*Work instructions*.
Every line of the listing below needs to be reproduced exactly.

*Excerpted records*.
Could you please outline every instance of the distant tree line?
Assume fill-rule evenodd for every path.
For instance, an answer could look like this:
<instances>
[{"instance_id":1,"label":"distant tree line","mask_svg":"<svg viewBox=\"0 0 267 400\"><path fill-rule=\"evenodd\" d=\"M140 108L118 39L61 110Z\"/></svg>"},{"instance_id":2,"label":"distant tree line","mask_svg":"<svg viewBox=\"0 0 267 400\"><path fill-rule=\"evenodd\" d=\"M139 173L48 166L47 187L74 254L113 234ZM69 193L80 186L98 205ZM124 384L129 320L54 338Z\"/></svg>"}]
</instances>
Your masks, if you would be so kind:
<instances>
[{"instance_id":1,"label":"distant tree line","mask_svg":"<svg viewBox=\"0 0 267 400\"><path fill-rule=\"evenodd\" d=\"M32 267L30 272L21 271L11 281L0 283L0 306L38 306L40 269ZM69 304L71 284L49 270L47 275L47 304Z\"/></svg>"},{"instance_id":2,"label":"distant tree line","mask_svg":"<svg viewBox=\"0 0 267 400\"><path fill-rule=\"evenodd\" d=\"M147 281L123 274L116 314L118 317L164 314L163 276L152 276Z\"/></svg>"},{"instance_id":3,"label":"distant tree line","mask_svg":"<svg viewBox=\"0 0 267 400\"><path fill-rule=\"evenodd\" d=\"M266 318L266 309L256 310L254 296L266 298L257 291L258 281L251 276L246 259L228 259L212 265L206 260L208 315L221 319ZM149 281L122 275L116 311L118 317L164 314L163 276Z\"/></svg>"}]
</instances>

*Exercise response*.
Could you please outline every instance of the distant tree line?
Assume fill-rule evenodd for every path.
For instance, an answer could look like this:
<instances>
[{"instance_id":1,"label":"distant tree line","mask_svg":"<svg viewBox=\"0 0 267 400\"><path fill-rule=\"evenodd\" d=\"M140 108L118 39L61 110Z\"/></svg>"},{"instance_id":2,"label":"distant tree line","mask_svg":"<svg viewBox=\"0 0 267 400\"><path fill-rule=\"evenodd\" d=\"M139 173L48 166L47 187L74 254L113 234ZM69 193L80 186L98 205ZM124 384L129 320L54 338Z\"/></svg>"}]
</instances>
Your masks, if you would be so kind:
<instances>
[{"instance_id":1,"label":"distant tree line","mask_svg":"<svg viewBox=\"0 0 267 400\"><path fill-rule=\"evenodd\" d=\"M32 267L30 272L21 271L11 281L0 283L0 306L38 306L40 269ZM69 304L71 284L49 270L47 275L47 304Z\"/></svg>"},{"instance_id":2,"label":"distant tree line","mask_svg":"<svg viewBox=\"0 0 267 400\"><path fill-rule=\"evenodd\" d=\"M147 281L123 274L116 314L118 317L164 314L163 276L152 276Z\"/></svg>"},{"instance_id":3,"label":"distant tree line","mask_svg":"<svg viewBox=\"0 0 267 400\"><path fill-rule=\"evenodd\" d=\"M266 318L266 309L256 310L254 296L266 298L257 291L258 281L251 276L246 259L228 259L212 265L206 260L208 315L221 319ZM149 281L122 275L116 311L118 317L164 314L163 276Z\"/></svg>"}]
</instances>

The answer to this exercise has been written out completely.